YOUR INSTRUCTIONS
Gather every line of the rows below that contains the string "front". Case matters.
━━━ STORED ROWS
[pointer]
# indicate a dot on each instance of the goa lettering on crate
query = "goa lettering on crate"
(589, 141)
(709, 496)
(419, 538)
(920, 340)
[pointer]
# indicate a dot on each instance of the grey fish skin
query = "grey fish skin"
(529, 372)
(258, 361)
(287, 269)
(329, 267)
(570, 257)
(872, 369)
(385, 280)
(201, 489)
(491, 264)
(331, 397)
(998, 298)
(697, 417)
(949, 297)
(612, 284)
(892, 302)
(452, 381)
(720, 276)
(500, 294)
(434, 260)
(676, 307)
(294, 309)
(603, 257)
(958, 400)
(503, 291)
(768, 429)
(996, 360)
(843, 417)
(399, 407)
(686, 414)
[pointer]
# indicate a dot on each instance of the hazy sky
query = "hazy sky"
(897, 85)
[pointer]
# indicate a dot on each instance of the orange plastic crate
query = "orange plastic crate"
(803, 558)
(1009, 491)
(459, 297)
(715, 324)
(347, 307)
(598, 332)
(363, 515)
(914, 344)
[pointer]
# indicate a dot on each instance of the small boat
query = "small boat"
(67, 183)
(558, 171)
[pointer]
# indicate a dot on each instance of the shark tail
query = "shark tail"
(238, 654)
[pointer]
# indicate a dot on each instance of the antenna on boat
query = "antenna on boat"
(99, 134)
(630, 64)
━━━━━━
━━━ STORED ROWS
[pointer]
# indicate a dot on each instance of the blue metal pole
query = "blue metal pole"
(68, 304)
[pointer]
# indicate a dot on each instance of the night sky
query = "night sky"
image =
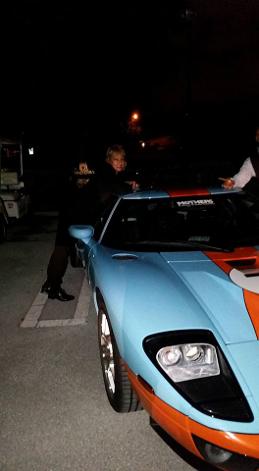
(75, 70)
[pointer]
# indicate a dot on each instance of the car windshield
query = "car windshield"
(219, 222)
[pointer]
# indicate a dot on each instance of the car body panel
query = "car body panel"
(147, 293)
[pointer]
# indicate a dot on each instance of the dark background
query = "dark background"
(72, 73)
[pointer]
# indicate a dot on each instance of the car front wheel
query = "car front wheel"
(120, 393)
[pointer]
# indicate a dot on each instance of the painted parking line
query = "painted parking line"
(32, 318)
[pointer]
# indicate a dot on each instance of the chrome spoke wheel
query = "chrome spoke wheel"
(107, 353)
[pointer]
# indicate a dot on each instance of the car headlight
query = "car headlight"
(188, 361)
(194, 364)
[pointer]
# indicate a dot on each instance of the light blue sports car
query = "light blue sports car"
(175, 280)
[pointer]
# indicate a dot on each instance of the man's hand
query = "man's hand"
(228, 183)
━━━━━━
ANSWER TO THE TASK
# indicate a dot on each instance of the car front wheel
query = "car front wheel"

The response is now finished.